• _Your tasks_
1. Translate this sentence from the excerpt on evidence in South African health policy into Spanish: "Evidence of the deleterious health impacts of a product alone was not always sufficient to drive policy change."
2. Transcribe the stretch from "A high standard" through "one health policymaker." in the excerpt on evidence in South African health policy, word for word.

• _Extract_
------------------------------
A high standard of evidence proving both the harm caused by UPF/alcohol and the effectiveness of policy measures to address this harm was demanded by industry and economic policymakers in South Africa, but also institutionalized through WTO rules. This functioned as a mechanism of both industry structural (agenda-setting) and instrumental (decision-making) power, although this was perceived as a positive influence of industry by one health policymaker.

There was also indication that an evidence-based health policy-making norm had been internalized by policymakers and a lack of evidence (particularly for policy effectiveness) was cited as a key driver of policy non-decisions. For example, when asked why a proposed front of package nutrition labelling regulation remained voluntary and not mandatory, a health official stated: “Because we didn’t have evidence and it’s not in Codex yet” [DHN3].

Evidence of the deleterious health impacts of a product alone was not always sufficient to drive policy change. espite clear evidence of the health impacts (and economic cost) of alcohol in South Africa, the DTI had not supported the DoH’s Draft Control of Marketing of Alcoholic Beverages Bill proposing to ban alcohol sponsorship and marketing and restrict advertising. There were also ongoing protracted delays in adoption of the 2017 Draft Liquor Amendment Bill proposingd, among other things, to increase the drinking age to 21 and ban alcohol trade within 100 metres of schools and churches.
------------------------------
Records from a collection
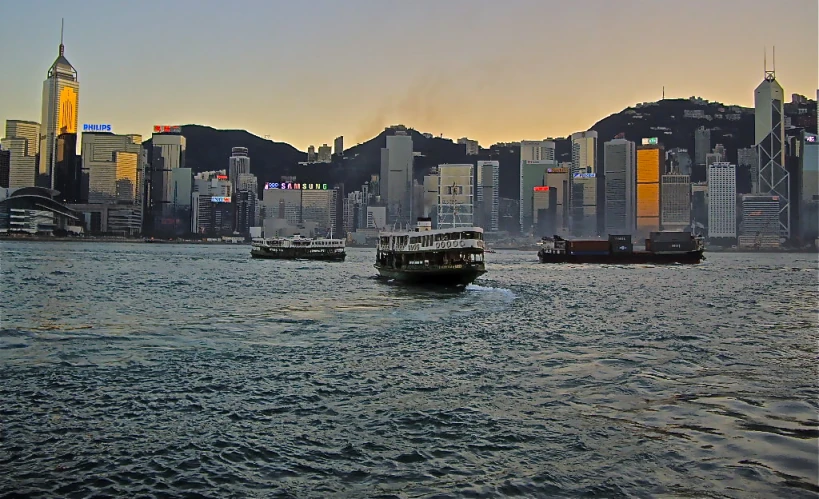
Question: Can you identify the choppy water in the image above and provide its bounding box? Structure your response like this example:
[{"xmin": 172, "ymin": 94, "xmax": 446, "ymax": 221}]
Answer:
[{"xmin": 0, "ymin": 243, "xmax": 819, "ymax": 497}]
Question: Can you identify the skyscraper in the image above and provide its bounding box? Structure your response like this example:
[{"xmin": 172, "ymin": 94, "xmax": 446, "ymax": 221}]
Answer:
------------------------------
• _Responses to the tasks_
1. La evidencia de los efectos nocivos de un producto sobre la salud no siempre bastaba por sí sola para impulsar un cambio de política.

2.
A high standard of evidence proving both the harm caused by UPF/alcohol and the effectiveness of policy measures to address this harm was demanded by industry and economic policymakers in South Africa, but also institutionalized through WTO rules. This functioned as a mechanism of both industry structural (agenda-setting) and instrumental (decision-making) power, although this was perceived as a positive influence of industry by one health policymaker.